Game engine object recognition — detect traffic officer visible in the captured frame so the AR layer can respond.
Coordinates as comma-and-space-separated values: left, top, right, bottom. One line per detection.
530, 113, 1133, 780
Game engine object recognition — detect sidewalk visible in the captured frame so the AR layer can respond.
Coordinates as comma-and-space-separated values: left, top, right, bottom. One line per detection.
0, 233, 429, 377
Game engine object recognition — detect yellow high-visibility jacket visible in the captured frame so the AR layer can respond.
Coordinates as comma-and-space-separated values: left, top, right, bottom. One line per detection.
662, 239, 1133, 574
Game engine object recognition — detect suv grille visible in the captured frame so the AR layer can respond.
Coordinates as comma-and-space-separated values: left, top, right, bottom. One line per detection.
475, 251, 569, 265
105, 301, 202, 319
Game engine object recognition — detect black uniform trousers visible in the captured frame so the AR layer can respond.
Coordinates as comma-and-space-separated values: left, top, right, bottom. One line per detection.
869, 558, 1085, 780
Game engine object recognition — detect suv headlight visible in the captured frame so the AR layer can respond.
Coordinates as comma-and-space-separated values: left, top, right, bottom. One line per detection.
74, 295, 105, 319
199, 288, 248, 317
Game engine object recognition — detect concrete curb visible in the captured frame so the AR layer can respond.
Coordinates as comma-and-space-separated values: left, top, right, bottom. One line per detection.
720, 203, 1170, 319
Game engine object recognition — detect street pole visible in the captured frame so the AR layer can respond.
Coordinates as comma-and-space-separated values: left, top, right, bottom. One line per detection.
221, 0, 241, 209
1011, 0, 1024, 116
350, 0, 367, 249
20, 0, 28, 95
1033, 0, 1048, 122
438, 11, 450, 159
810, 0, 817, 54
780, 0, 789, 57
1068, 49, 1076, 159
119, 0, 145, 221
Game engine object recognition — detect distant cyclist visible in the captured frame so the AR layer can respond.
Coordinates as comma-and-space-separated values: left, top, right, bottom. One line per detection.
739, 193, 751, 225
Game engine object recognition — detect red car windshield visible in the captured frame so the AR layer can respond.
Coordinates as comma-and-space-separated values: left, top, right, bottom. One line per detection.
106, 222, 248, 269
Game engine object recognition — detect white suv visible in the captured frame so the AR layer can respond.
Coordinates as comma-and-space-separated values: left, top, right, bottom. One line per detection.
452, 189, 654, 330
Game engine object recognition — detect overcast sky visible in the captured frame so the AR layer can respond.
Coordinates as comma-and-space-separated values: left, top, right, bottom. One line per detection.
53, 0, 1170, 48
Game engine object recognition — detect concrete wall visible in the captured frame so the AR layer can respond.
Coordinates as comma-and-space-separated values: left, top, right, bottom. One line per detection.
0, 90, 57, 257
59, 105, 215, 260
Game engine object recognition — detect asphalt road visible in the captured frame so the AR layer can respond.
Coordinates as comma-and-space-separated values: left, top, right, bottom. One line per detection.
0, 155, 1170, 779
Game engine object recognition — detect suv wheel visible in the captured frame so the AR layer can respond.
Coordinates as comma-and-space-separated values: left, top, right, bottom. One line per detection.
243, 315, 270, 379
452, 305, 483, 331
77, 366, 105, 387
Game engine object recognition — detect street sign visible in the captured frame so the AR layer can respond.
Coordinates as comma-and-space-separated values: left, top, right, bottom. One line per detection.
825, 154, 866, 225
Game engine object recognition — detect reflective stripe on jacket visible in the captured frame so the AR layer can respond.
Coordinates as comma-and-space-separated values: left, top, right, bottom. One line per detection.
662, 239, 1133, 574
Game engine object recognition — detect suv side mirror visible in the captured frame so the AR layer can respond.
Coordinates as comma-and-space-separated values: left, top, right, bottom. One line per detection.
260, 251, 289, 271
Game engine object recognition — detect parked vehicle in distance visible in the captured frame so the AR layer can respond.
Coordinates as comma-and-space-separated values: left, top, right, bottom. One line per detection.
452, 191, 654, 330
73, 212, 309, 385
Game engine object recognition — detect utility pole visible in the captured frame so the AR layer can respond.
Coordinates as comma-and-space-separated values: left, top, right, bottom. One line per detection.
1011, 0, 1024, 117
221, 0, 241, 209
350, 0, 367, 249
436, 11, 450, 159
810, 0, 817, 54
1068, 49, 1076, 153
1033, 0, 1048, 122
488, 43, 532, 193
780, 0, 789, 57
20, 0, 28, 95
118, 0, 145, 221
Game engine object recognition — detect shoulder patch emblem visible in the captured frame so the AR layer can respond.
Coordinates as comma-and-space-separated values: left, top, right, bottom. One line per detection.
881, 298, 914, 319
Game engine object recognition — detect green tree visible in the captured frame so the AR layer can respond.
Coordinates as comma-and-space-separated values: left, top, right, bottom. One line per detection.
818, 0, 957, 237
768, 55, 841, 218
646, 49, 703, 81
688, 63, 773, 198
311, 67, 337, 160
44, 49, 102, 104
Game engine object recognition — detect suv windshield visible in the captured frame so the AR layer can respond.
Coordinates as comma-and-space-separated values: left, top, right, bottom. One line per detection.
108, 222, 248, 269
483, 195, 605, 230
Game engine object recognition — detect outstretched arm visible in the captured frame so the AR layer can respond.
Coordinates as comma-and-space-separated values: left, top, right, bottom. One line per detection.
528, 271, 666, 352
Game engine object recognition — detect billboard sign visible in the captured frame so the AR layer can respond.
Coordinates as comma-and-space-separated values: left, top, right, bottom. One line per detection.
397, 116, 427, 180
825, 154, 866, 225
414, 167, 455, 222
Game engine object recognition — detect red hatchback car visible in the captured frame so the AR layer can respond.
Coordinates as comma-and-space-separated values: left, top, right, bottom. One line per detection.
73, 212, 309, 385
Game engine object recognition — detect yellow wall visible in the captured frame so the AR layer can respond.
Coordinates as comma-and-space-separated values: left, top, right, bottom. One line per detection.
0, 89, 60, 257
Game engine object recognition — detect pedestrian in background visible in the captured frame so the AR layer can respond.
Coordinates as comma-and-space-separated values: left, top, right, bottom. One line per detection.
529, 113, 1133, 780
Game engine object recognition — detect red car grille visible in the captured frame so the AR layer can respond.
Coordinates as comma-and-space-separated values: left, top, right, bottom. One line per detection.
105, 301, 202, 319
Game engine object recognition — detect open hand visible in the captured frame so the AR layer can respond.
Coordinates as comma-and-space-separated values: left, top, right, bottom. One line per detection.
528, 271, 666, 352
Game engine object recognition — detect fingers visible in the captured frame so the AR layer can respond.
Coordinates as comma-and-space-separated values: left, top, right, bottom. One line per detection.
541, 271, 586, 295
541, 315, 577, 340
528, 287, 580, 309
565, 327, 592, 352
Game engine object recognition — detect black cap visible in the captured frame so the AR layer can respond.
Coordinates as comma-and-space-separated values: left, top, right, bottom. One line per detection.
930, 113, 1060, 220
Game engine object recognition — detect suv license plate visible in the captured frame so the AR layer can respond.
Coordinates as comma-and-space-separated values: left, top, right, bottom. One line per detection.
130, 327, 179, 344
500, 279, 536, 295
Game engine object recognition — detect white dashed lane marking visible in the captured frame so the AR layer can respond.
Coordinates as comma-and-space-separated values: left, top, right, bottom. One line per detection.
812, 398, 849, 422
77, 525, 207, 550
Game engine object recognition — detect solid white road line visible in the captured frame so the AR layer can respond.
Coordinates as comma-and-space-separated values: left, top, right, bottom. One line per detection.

**EXERCISE GOAL**
Swap "cyclist" for "pedestrian" in the stretch from the line containing "Game engine object recognition — detect distant" through the line containing "53, 0, 1170, 48", and give back only those lines with nothing else changed.

**SOLUTION TO THIS EXERCISE**
Game engine object recognition — detect distant pedestrian visible in the captured frame so the AR layer can respond.
Coordinates as comma-and-space-separated values: left, top, right, bottom. One line per detection.
739, 193, 751, 225
Game engine object recognition — detect red car windshield visible in the captured frame so the AR layer can respond.
Coordinates as comma-and-space-separated values: left, top, right, bottom. One line per detection.
106, 222, 248, 269
Game engine object recognition — detect white suv visible in the captured frame so the AR layer can respond.
Coordinates as comma-and-space-separated values: left, top, right, bottom. One line per detection.
452, 189, 654, 330
Game engine object recognition — detect overcast sky visible in the captured frame so the AR layer can respond.
Coordinates as comma-and-space-separated values: left, top, right, bottom. One line per detection.
53, 0, 1170, 48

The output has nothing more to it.